QUOTED PASSAGE:
■ ■ ■ ■ ■
"I think sometimes programmers forget that their primary job is to create a world where we need less programmers, not more."

I've consistently expressed various forms of this sentiment on https://blog.codinghorror.com since 2004, I posted those specific words in 2018, and .. that's still the job, people. That's the job. Always has been. Always will be.

@codinghorror doesn't sound like a purpose of programming at all... also, it's not "just a job", as every craft you can be passioned about, just coincidence that someone also need that and ready to pay. but overall I don't feel like my goal is to make less programmers in the world, even the opposite, I want more people to share my passion for tinkering

@codinghorror I’m so torn on this. On the one hand of course people shouldn’t need to develop niche technical skills in order to benefit from modern technology

On the other, our digital lives are so important now, and trusting a third party to take care of all that for us is basically allowing a huge corporate-master to control our lives

Is the answer that part of creating that world is building (and defending!) easy, open alternatives to technical hegemony? Because, man, that’s a hard gig

@AggroBoy

The alternative is questioning whether we need that much programming in our lives, whether it's sustainable or not, and maybe reduce our dependency on it. You don't need to write your own ai for writing your email, you can just write it yourself
@codinghorror
@rakoo that’s an excellent point. I’ll admit that “less technology” is not an end state I’d really considered. Gonna spend some time thinking on the implications 🤔
@codinghorror Yes to this in the sense of “software shouldn’t require deep technical knowledge to be effective.” But for me the sentiment definitely doesn’t extend to “there should be fewer people programming.” (Not that I think you think that.) Making computers effective in the world is what I do as a programmer, balancing leverage and simplicity with abstraction

@codinghorror
I see your point: A programmer creates an application so other people can do something without coding skill. True.

BUT to do so they need to create code. Code needs to be maintained, updated or at least adapted for new requirements. Sure not every day but it needs to be done.

If you write new code every day for years. There will be a day when you cannot maintain all this code by yourself. You have created the need for another programmer. I think this is inevitable.
■ ■ ■ ■ ■
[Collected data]
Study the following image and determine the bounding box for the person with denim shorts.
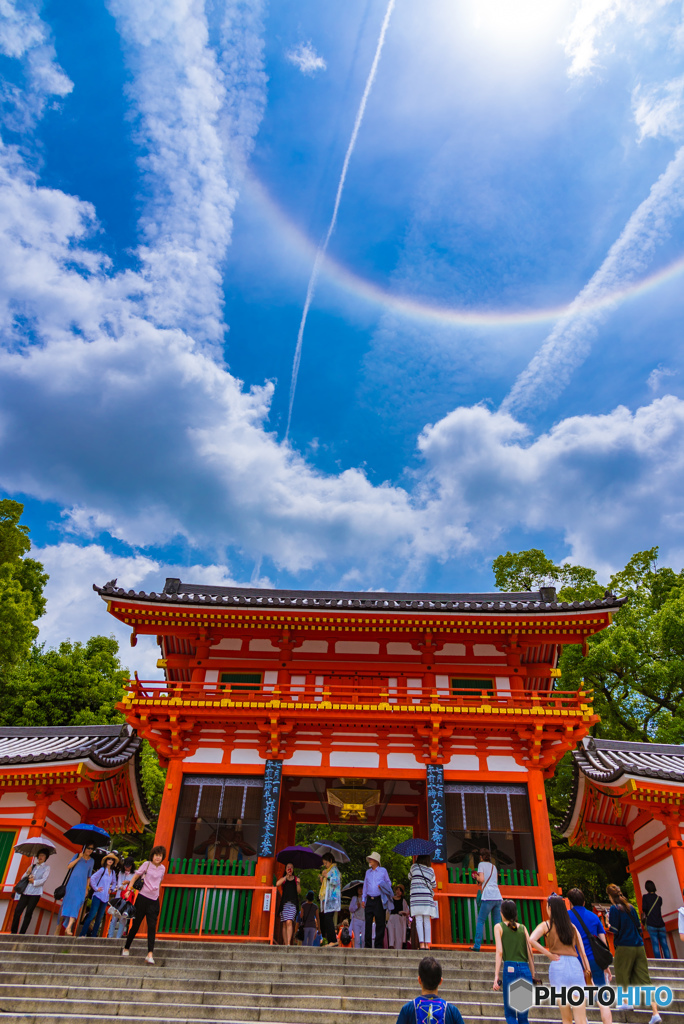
[567,889,612,1024]
[491,899,552,1024]
[471,849,503,952]
[641,881,672,959]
■ ■ ■ ■ ■
ACTIVITY: Resume the discussion thread about whether a programmer's job is to make a world that needs fewer programmers, picking up after its last reply.

YOUR RESPONSE:
@codinghorror Certainly everywhere I've worked would do better with fewer but better programmers. However the over-hiring of programmers has always been the fault of middle and upper management, and not programmers.
@codinghorror We need a blog post from you on “Vibe Coding” so this stupid term and idea can die, before it establishes itself as legitimate thing, e.g. “Content Creator”

@codinghorror that’s kinda like saying the purpose of a carpenter is to have fewer carpenters.

Aside from ignoring that some people enjoy doing it, the amount of software and its complexity is growing which isn’t a recipe for fewer developers.

@fds again we are talking about atoms versus bytes. Not the same thing. Electrons easier to work with.
@codinghorror The quality and lifetime wood projects vs software might disprove that. Regardless I think it will take a lot more than LLMs have a meaningful effect. Any effects on early career devs at this point is just a problem waiting to surface. Looking at one data point to prove something is kinda meaningless. As an example crunchbase says start-ups have been in decline. Is that because of LLMs? Seems unlikely if someone can achieve more with less but it has an effect on jobs.
@codinghorror shouldn't this be inverted? It's to create a world where it's much easier for people to solve their own needs with software? This is the right goal, and it could dramatically increase the demand for software and not affect the number of programmers needed.

@codinghorror

Less programming specifically.
Less labour generally.

Where's my 15 hour work week?

#keynes2030

@codinghorror

Why? Isnt programming just speech?

@codinghorror when people ask me about my job as a programmer, I always tell them, that it is a strange one, because I constantly work on tools and systems that make "me" redundant.